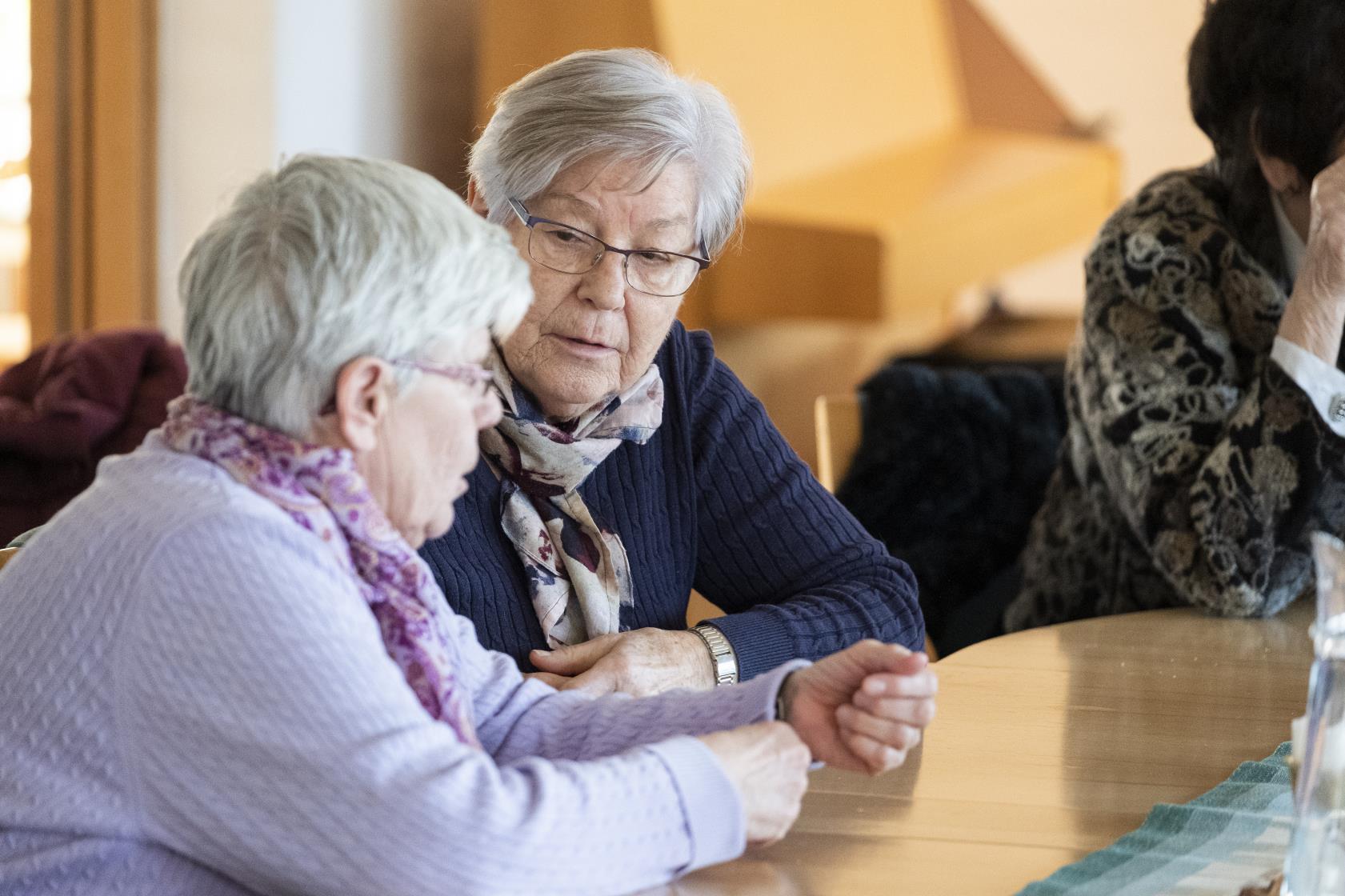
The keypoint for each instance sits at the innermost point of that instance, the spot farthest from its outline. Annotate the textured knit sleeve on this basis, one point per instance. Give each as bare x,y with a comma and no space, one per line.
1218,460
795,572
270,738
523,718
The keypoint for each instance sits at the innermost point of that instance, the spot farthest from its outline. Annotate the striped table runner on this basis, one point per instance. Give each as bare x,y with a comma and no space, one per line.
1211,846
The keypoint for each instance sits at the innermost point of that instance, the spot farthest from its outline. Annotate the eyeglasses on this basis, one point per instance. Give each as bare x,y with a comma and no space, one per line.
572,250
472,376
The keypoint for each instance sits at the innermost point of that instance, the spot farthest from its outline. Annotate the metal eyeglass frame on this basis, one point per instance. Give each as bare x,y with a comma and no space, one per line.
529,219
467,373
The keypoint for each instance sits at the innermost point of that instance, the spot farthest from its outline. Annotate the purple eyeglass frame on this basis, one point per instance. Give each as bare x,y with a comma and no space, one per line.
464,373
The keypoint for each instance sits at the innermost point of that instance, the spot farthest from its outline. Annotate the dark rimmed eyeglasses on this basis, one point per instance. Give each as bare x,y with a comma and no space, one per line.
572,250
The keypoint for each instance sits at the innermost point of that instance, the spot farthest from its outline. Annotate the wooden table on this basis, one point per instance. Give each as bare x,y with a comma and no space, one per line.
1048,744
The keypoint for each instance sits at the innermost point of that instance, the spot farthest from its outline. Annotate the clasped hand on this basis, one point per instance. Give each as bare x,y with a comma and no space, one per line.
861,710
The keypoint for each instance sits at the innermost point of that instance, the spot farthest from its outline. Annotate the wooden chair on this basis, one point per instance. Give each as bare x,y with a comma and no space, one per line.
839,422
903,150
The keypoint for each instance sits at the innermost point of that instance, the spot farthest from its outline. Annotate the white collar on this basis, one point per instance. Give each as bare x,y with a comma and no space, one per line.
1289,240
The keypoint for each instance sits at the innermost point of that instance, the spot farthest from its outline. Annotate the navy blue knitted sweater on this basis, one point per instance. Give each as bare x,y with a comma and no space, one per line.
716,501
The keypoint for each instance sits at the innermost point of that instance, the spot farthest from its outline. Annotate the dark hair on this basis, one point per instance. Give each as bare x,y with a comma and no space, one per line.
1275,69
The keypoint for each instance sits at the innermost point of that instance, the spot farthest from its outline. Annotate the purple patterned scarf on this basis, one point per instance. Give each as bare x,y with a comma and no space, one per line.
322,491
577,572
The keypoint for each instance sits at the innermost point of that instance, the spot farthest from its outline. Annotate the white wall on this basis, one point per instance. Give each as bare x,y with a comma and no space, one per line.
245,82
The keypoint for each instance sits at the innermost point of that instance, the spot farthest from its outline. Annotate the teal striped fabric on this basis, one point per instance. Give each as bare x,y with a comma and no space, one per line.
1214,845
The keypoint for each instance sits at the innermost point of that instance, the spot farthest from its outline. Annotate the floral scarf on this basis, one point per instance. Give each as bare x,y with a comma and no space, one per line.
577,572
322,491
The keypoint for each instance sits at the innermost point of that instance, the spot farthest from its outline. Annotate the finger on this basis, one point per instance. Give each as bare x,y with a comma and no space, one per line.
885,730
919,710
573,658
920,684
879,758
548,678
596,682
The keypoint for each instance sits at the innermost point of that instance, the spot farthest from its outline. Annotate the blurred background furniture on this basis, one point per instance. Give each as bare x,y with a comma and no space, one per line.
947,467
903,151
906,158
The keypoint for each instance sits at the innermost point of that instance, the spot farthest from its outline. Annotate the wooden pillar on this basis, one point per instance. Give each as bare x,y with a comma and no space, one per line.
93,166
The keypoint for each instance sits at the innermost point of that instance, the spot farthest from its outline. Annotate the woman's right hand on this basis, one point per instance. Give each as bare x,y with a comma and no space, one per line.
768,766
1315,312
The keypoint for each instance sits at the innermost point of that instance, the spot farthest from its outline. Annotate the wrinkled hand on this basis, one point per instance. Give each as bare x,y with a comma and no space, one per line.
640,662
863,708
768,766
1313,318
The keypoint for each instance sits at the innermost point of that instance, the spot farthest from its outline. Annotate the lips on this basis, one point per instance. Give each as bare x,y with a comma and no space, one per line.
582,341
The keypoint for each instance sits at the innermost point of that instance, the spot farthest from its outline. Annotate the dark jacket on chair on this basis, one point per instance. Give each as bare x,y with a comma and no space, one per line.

# [Work instruction]
No picture should be included when the data are set down again exactly.

# [Answer below]
The keypoint for each instance sits at the innermost point of that instance, the spot farthest from its outline. Annotate the textured knit sleeve on this basis, one point per instance. Give each as bare x,y with a comma and no space, one per line.
1218,460
795,572
270,738
523,718
The keypoint for each instance sits at the innermost point of that instance, the spot farthest from its outline. Annotate the striped table runner on this basis, one point per instance. Give each as bare x,y with a comma and no space, one per line.
1211,846
The keypoint for each instance sits at the innermost point of that instance, the spot farthest from its outline. Annotate the eyeglasses on this basis, one point per instance. Give each as bare x,y with a comma and no space, one per line.
572,250
472,376
The keypoint for each instance sits at the innermost point of that instance, the spot farthest from its outline. Annotate the metal eyeglass frame on this basis, one point per instance. Give each as bare x,y with a comma and no space, one per line.
529,219
467,373
The keypoint for each instance sits at the innermost point of that instance, the spot farthest from its outline. Annotate the purple eyeglass frame on this basis, one point per instance. Give each as bare x,y with a comma and no space, one per line.
464,373
The keypoint for each instance sits at the innermost point of that instance, the spot farthest from its outline. Annotate the dark rimmed eyeglasses on this basis, one point per instance. Give each as bare x,y with a comma and no space, one per line.
572,250
The keypoint for each instance sits at the innermost point of that instance, the spot farthest from its outline. Annotate the wooden table on this basis, one point per instance. Give each as bare x,y with a comma and no space, one per line.
1048,744
The keypoint for each instance sits at the innermost point of that instance, the spot farthest from its outline. Annotate the clasped hand on this basis, one point per instance. Give each as bare x,y with a comma and no space, one per line.
861,710
The keypoint for each instance sits at the innermost point of that instance, the spot farthest from its outline. Annotate the wooden chair on this basis, one point per instance. Give each as bare x,y with a comma and no space, one per line.
839,422
903,150
The keypoint for each instance sits at the innermost point of that instance, the spot farthest from its outline. Annotate the white collar on this basis, one point per instance. Give each as bare x,y with a comma and no space, one per line.
1289,240
The keypoint for each instance sits at the innermost point of that instance, the spot farthest from its outline. Annotate the navy blue knitted sweater on this basis, one point per instance. Give each as bare x,y with a comma and no space, one per line.
716,501
The keypoint for each instance sits at the innermost point of that instance, the spot farthest from its outline. Annotate the dark hair on this basis, one point per instance. Give each as bare x,y with a comma and no space, one per line.
1275,69
The keypoint for each instance sits at the innermost point of that instance, the spot farthest from its outline. Annotate the purple patterned scarf on this basis, one point per instance. Give each as bare x,y with a comma and no space, one per line.
322,491
577,572
The keypoint for each instance sits at the innermost point of that instance, the spot farthest from its outline. Annotate the white wall on this basis, one point per instance. Give each as bare x,y with a comma and no space, one per line.
245,82
The keypoint for each instance sits at the innermost point of that instance, the spot farthest from its outline. Annotate the teal striped fabric on this basis, one point per instance. Give each as bare x,y with a comma and no space, one per line.
1214,845
The keypoint for each instance sits at the innermost point of that instance, the spot farthest from its outline. Annotate the floral scarf on this basis, one point per instance. Give each as bare x,y with a comma and no space, one per line.
577,572
322,491
The keypoint for each instance sits at the innermost point of that instance, the spot farthest from its outline. Annotate the finger on this basis, one point per instance. Give each as bare x,y with a comma and no space, one per line.
885,730
919,710
573,658
920,684
879,758
548,678
596,682
The keypoint for each instance sits at the innermost point of that instance, the spot farthest from its outline. Annotate the blurred background furniture on this basis, one point per instance. Give each as bare x,y with a comma and no space, one per line.
947,467
903,151
906,158
The keypoint for each instance sits at the innermost point of that instance, the spot farthest from its outline. Annotate the wooden pillar on this basis, one point per instance. Give each as bare x,y with a comma and no space, one per line.
93,166
The keypoint for each instance sits at the innermost point of that instance, the spot farthest from its outline. Annotate the woman's right hand on this basis, one point per instance. Give each as bare x,y with a comma and no space, one per line.
768,766
1315,312
The keypoint for each instance sits at the innermost point of that instance, the spot farthest from its outline. Annotate the wrinkled hand on this basis, one point per instance. Give each as bare x,y with a comma and no space, one per line.
640,662
863,708
768,766
1313,318
The keypoint for each instance sits at the innermost point of that instance, the spot farthest from its outline. Annotate the lips on this basis, one point per instance. Give each as bare x,y with a comma and no space, one per line.
582,341
The keypoint for each instance sits at the innermost point of that instance, the spot farthest from its outline. Annotate the dark jacket on chair on this basis, one point per instance. Give each as bare x,y with a comma and no space, one per line.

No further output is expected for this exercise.